● **Task to complete**
Copy the data that follows exactly as it is, excluding all pictures.

● **Image point grounding data**
........

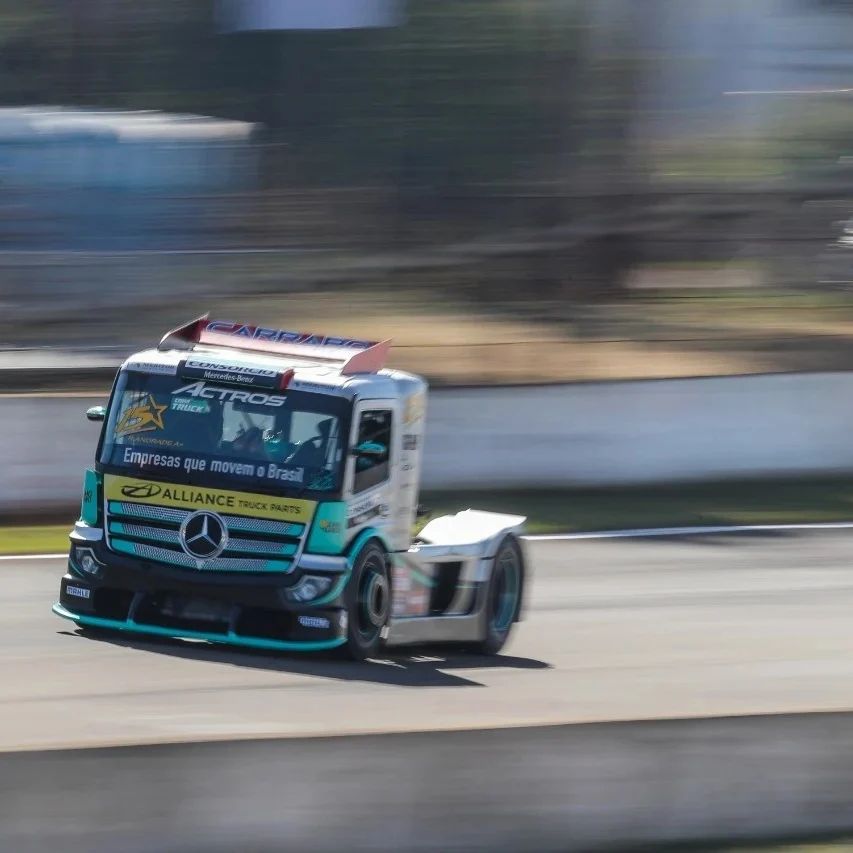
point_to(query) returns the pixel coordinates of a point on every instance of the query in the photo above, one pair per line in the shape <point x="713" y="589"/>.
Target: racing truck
<point x="259" y="487"/>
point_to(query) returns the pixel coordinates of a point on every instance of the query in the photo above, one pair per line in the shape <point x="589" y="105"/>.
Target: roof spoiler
<point x="352" y="356"/>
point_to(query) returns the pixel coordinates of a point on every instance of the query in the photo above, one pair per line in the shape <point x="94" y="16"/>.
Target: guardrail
<point x="591" y="434"/>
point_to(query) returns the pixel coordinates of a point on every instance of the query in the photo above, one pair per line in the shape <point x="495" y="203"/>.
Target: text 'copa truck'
<point x="259" y="487"/>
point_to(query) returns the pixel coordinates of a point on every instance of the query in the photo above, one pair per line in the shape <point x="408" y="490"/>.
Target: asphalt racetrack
<point x="615" y="630"/>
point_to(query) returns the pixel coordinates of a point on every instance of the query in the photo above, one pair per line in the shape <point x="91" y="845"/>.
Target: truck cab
<point x="259" y="487"/>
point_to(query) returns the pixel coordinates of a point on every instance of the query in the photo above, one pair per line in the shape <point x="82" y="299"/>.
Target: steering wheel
<point x="316" y="441"/>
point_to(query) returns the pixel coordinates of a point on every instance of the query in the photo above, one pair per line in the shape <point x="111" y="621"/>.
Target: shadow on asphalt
<point x="414" y="666"/>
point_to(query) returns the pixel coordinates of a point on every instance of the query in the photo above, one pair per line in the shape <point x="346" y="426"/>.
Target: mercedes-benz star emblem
<point x="204" y="535"/>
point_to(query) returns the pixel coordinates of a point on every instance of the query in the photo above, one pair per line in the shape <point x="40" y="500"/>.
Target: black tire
<point x="503" y="596"/>
<point x="368" y="600"/>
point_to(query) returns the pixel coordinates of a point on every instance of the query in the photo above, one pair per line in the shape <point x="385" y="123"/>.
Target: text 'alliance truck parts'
<point x="259" y="487"/>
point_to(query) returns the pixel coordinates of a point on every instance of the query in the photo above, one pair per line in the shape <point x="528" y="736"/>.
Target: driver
<point x="250" y="442"/>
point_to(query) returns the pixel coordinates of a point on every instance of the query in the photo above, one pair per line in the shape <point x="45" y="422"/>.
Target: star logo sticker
<point x="144" y="417"/>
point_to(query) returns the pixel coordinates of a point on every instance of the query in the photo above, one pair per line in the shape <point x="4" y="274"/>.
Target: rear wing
<point x="351" y="356"/>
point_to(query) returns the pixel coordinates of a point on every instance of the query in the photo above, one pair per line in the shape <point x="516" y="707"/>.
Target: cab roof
<point x="274" y="358"/>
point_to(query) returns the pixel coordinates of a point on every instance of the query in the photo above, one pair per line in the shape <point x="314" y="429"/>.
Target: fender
<point x="352" y="552"/>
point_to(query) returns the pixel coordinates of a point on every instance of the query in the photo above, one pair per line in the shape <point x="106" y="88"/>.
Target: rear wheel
<point x="503" y="596"/>
<point x="368" y="602"/>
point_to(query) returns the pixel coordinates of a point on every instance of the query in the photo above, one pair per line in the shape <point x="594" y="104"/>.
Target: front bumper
<point x="243" y="610"/>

........

● **Response**
point_to(query) returns the pixel coordinates of a point on every instance of the query in the photo above, one pair per line in the shape <point x="713" y="589"/>.
Target: racing truck
<point x="259" y="487"/>
point_to(query) returns the pixel coordinates of a point on every instance of the query in the photo above, one pair per line in the shape <point x="589" y="105"/>.
Target: roof spoiler
<point x="352" y="356"/>
point_to(query) returns the pixel coordinates of a point on every instance of the query in the photo above, one pair per line in the shape <point x="94" y="16"/>.
Target: guardrail
<point x="591" y="434"/>
point_to(query) returns the pixel coordinates of a point on every instance of the query in the photo above, one pair per line in the shape <point x="495" y="203"/>.
Target: text 'copa truck'
<point x="259" y="487"/>
point_to(query) returns the pixel coordinates of a point on every instance of the query in the photo above, one pair per line in the shape <point x="408" y="490"/>.
Target: asphalt racetrack
<point x="615" y="630"/>
point_to(query) returns the pixel coordinates of a point on every instance of the query in the photo above, one pair per line in the shape <point x="91" y="845"/>.
Target: truck cab
<point x="259" y="487"/>
point_to(query) returns the pixel coordinates of a point on every instance of the query in the photo above, one pair per line in the shape <point x="82" y="299"/>.
Target: steering wheel
<point x="316" y="441"/>
point_to(query) returns the pixel coordinates of a point on every instance of the query in the photo above, one pair per line in the shape <point x="111" y="621"/>.
Target: shadow on asphalt
<point x="414" y="666"/>
point_to(query) returns the pixel coordinates of a point on every instance of the query in the photo above, one pair per line in the shape <point x="346" y="426"/>.
Target: mercedes-benz star emblem
<point x="204" y="535"/>
point_to(query) returns the pixel coordinates of a point on every instance of the query in the photo above, one pair per line in the shape <point x="40" y="500"/>.
Target: black tire
<point x="503" y="596"/>
<point x="368" y="600"/>
point_to(query) returns the pixel coordinates of a point on every instance of the query in the photo above, one pair per line in the shape <point x="385" y="123"/>.
Target: text 'alliance truck parts'
<point x="259" y="487"/>
point_to(query) returns the pixel coordinates of a point on every instance of the query in the photo above, one pair per line in the shape <point x="528" y="736"/>.
Target: driver
<point x="250" y="442"/>
point_to(query) returns the pixel coordinates of a point on every instance of the query in the photo above, one pair per line in the shape <point x="45" y="422"/>.
Target: star logo sticker
<point x="144" y="417"/>
point_to(query) returns the pixel coordinates of a point on every instance of the query in the photo above, one pair per line in the shape <point x="4" y="274"/>.
Target: rear wing
<point x="351" y="356"/>
point_to(query) returns the pixel coordinates of a point on every instance of the query in the photo above, one pair per line in the shape <point x="516" y="707"/>.
Target: cab roof
<point x="274" y="358"/>
point_to(query) returns the pixel coordinates of a point on every instance of the query in the photo above, one pair per line in the shape <point x="314" y="429"/>.
Target: fender
<point x="352" y="552"/>
point_to(query) returns the pixel coordinates of a point on every instance of the query in the photo above, one pair per line in the shape <point x="106" y="88"/>.
Target: rear wheel
<point x="503" y="596"/>
<point x="368" y="602"/>
point_to(query) returns the pixel coordinates of a point on every instance of the query in the photo above, one pair per line in the shape <point x="594" y="104"/>.
Target: front bumper
<point x="243" y="610"/>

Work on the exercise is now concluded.